• Required work
From the listing below, extract the lines starting at the one that contains "In this exercise you will locate the thin" and ending at the one that contains "In this exercise you will locate the blurred birch", including both of those lines. Copy each line without any change.

####################

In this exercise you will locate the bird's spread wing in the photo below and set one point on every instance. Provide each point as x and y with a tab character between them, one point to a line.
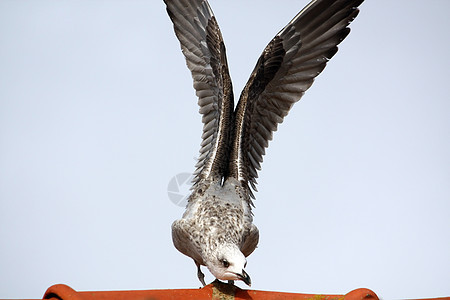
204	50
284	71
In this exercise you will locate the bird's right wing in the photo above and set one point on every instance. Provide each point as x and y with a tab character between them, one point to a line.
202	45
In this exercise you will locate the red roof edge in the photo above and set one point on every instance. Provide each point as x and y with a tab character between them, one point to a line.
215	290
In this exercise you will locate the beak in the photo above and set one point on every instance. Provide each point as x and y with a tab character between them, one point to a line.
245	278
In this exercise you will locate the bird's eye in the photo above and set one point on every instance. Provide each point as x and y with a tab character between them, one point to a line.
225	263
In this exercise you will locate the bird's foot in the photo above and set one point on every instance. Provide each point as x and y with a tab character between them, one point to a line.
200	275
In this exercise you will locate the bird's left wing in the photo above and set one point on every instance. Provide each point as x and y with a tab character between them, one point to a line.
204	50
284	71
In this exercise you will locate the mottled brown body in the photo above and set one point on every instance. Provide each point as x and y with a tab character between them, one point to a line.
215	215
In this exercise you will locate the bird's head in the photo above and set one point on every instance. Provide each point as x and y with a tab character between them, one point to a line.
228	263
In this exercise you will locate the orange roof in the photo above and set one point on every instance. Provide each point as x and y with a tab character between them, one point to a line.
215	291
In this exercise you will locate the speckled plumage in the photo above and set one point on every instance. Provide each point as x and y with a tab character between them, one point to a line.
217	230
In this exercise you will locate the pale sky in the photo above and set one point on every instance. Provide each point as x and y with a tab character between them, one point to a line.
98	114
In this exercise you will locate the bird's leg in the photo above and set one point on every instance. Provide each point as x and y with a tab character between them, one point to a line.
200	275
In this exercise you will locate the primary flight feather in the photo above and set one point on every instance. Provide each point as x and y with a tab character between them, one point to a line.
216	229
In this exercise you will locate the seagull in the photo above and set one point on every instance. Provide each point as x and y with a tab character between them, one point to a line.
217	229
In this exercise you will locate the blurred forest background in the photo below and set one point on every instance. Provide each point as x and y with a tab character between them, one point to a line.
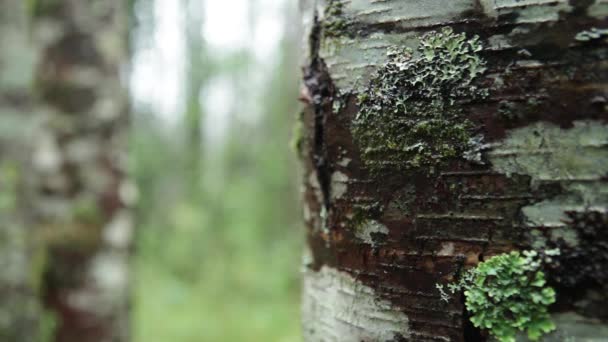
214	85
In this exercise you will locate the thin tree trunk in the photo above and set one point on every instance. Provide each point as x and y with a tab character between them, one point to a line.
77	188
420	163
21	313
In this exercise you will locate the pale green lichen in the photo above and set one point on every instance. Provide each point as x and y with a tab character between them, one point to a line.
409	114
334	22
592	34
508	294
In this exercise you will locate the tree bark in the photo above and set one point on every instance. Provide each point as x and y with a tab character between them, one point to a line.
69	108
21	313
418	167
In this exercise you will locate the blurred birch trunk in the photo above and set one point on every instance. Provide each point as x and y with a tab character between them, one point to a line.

####################

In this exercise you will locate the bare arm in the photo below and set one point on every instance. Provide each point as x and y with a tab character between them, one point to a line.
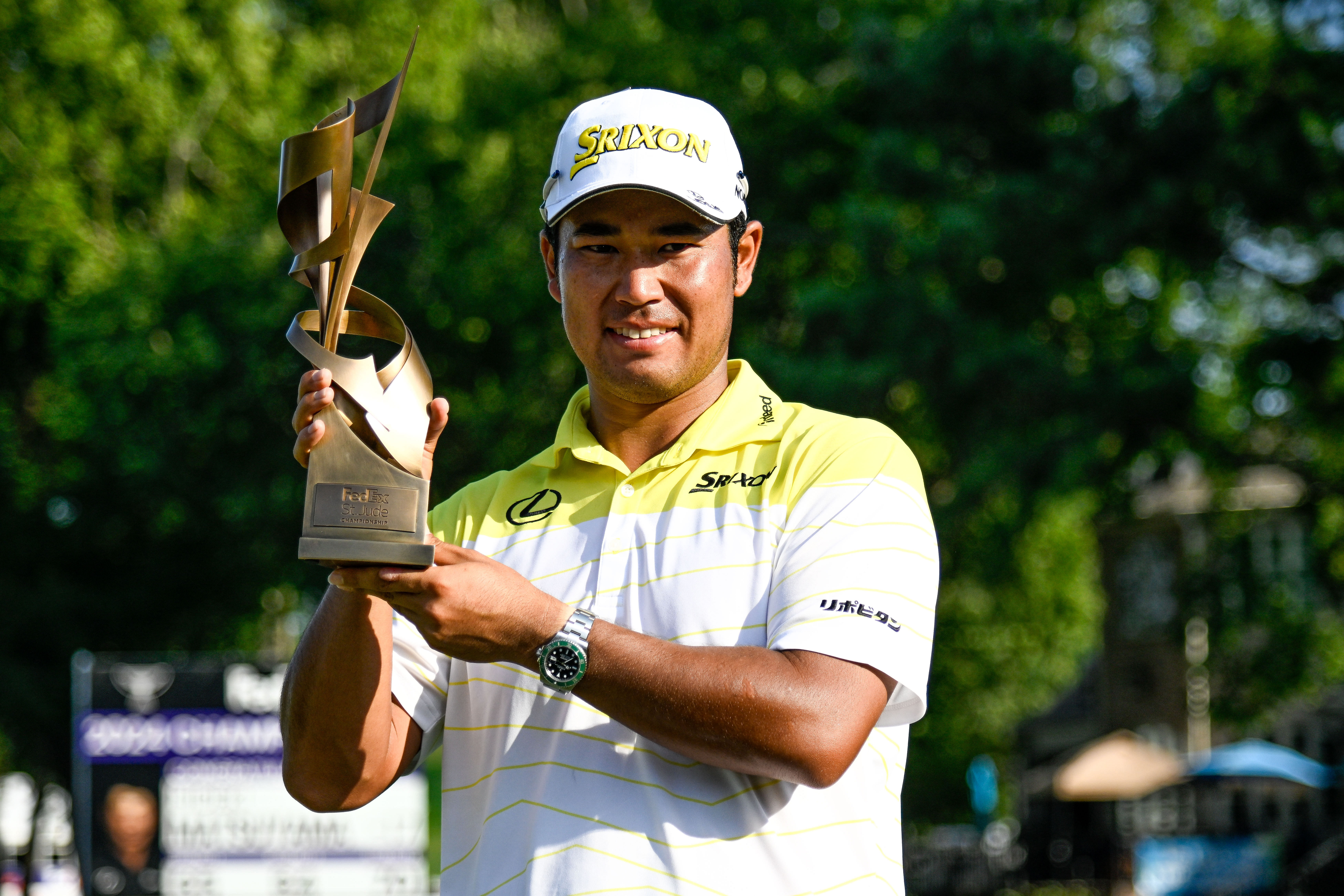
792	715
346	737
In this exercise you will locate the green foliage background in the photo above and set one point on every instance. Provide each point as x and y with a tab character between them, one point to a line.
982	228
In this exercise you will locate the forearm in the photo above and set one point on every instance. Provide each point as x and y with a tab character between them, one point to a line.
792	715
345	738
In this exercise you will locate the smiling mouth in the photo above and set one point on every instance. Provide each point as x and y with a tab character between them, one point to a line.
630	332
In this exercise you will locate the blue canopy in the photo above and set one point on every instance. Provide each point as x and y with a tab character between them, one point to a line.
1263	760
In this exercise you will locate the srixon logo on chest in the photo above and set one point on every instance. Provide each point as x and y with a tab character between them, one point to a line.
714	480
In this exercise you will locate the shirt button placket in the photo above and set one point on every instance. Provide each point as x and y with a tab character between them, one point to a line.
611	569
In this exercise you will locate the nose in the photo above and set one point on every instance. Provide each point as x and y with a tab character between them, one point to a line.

####################

• Response to this exercise
In this exercise you will locate the thin tree trunk in the photo above and set one point on every instance. Provide each point as x and y with a tab character between them, one point to a line.
77	188
420	163
21	313
In this exercise you will locate the pale green lichen in the photo above and set one point on every instance. Provide each point as x and y with a tab character between them, one point to a line.
409	114
334	22
592	34
508	294
In this exercise you will locate the tree bark in the photo above and set one point on every instance. Provide each point as x and y with a tab character between them, one point to a line.
69	108
21	313
418	167
In this exercise you will locate the blurred birch trunk in the photo above and set one point on every instance. Provide each point as x and y with a tab character between them, one point to a line.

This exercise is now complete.